READING PASSAGE:
◆ ◆ ◆ ◆ ◆ ◆ ◆
Skip to main content

Three layers: a short note at the top, the key lines with our take in the middle, the full source at the bottom.

API route

demo-extract.ts

The /v1/demo/extract API route, kept for internal tests. No persistence, no telemetry, no model training — read the code to confirm.

Repo path apps/api/src/routes/demo-extract.tsLanguage TypeScript

What this is

An internal API endpoint we keep for our own tests. It runs the same reading pipeline as authenticated uploads, but in memory only — no storage write, no database row, no audit-log entry. The /demo page does not call this endpoint anymore; it survives so the engineering team can test the read pipeline against fresh inputs without involving customer data.

What it proves

Backs the promise that the /demo page never asks for your invoice. Even though this endpoint exists, the demo page has no path to call it, and the endpoint itself writes nothing to disk. Read the promise →

What to look for in the source below

  • The handler reads the file from the request body, runs extraction, and returns the parsed result.
◆ ◆ ◆ ◆ ◆ ◆ ◆
Data records:
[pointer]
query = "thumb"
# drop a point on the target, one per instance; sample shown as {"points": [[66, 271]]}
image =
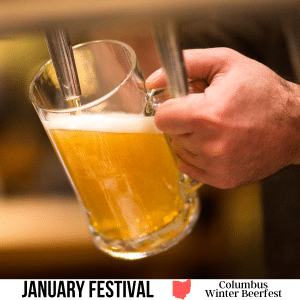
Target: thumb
{"points": [[200, 64]]}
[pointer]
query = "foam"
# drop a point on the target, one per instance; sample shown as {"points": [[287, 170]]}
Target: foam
{"points": [[121, 123]]}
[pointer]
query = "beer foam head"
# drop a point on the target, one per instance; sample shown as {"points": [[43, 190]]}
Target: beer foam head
{"points": [[121, 123]]}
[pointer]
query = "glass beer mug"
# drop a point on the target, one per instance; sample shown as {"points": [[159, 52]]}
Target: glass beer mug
{"points": [[118, 162]]}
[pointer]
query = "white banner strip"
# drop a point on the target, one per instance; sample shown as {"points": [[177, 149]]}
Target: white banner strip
{"points": [[150, 289]]}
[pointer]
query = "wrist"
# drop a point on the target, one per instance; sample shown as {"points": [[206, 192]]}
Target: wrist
{"points": [[293, 107]]}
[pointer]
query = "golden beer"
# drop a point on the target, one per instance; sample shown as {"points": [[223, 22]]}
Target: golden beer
{"points": [[127, 179]]}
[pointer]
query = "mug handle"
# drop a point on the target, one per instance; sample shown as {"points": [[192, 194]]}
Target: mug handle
{"points": [[154, 98]]}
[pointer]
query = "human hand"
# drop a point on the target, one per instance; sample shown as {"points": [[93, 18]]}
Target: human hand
{"points": [[239, 124]]}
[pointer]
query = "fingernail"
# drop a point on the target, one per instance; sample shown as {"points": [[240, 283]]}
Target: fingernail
{"points": [[152, 78]]}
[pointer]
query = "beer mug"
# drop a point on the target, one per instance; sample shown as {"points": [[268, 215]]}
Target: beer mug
{"points": [[119, 164]]}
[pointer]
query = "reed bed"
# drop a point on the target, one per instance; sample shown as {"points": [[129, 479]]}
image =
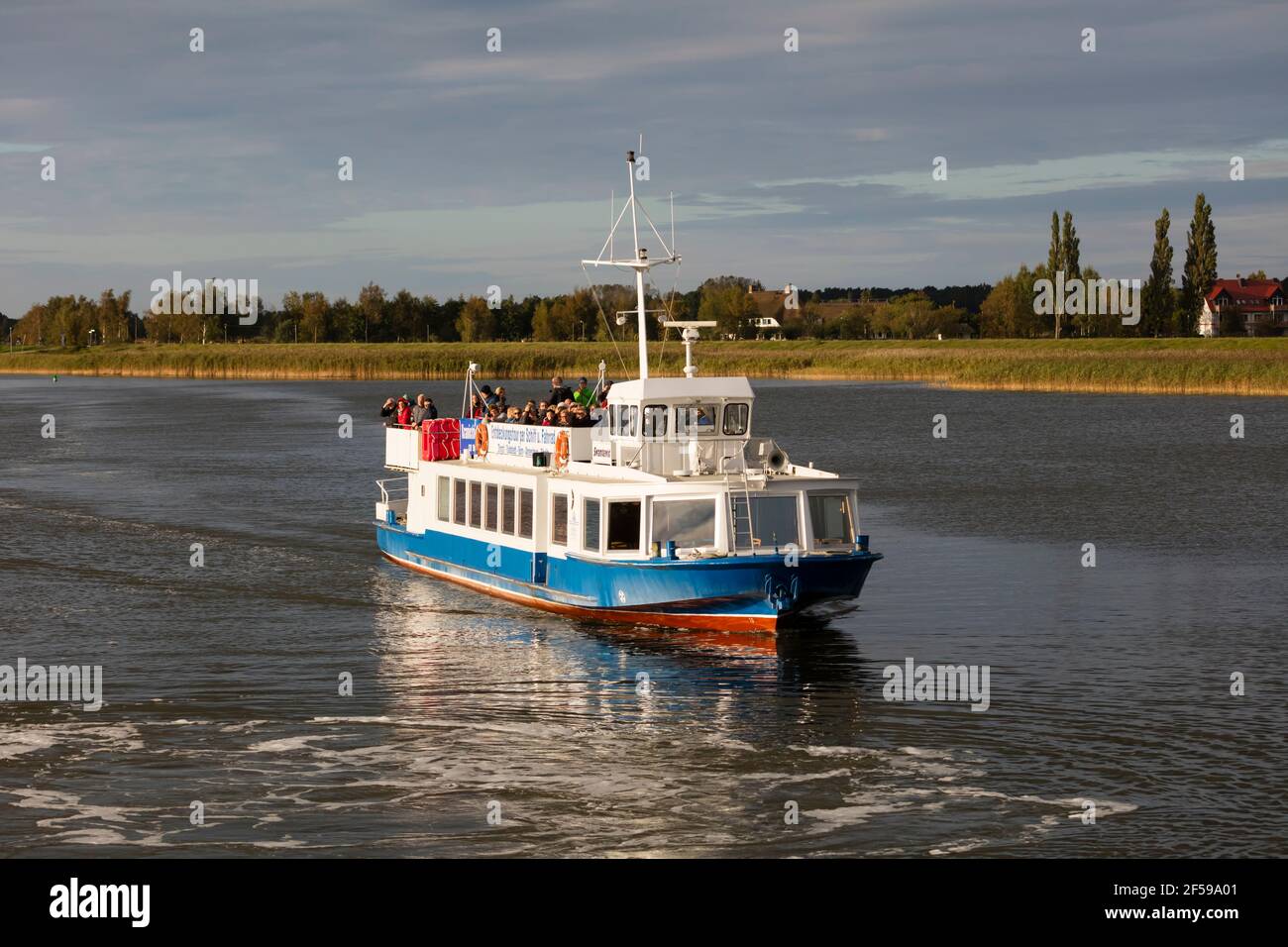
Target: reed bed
{"points": [[1162, 367]]}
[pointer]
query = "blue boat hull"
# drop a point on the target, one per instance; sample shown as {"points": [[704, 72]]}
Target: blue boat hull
{"points": [[730, 592]]}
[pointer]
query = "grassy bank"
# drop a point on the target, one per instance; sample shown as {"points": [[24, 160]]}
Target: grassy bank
{"points": [[1162, 367]]}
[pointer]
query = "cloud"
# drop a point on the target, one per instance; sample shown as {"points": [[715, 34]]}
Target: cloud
{"points": [[1059, 175]]}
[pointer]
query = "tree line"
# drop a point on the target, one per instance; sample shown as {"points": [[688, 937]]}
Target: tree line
{"points": [[1009, 309], [378, 316]]}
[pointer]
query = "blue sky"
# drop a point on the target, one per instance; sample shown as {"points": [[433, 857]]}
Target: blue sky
{"points": [[476, 167]]}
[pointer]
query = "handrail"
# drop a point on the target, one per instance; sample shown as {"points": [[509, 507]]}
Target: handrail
{"points": [[385, 491]]}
◆ ◆ ◆ ◆ ◆ ◆ ◆
AIM A: Return the part of the demo-extract page that opens with the words containing "Repo path apps/api/src/routes/demo-extract.tsLanguage" and closes with "the parsed result.".
AIM B: According to the demo-extract page, what three things does the endpoint avoid because it runs in memory only?

TASK RESULT A:
Repo path apps/api/src/routes/demo-extract.tsLanguage TypeScript

What this is

An internal API endpoint we keep for our own tests. It runs the same reading pipeline as authenticated uploads, but in memory only — no storage write, no database row, no audit-log entry. The /demo page does not call this endpoint anymore; it survives so the engineering team can test the read pipeline against fresh inputs without involving customer data.

What it proves

Backs the promise that the /demo page never asks for your invoice. Even though this endpoint exists, the demo page has no path to call it, and the endpoint itself writes nothing to disk. Read the promise →

What to look for in the source below

  • The handler reads the file from the request body, runs extraction, and returns the parsed result.

TASK RESULT B: No storage write, no database row, and no audit-log entry.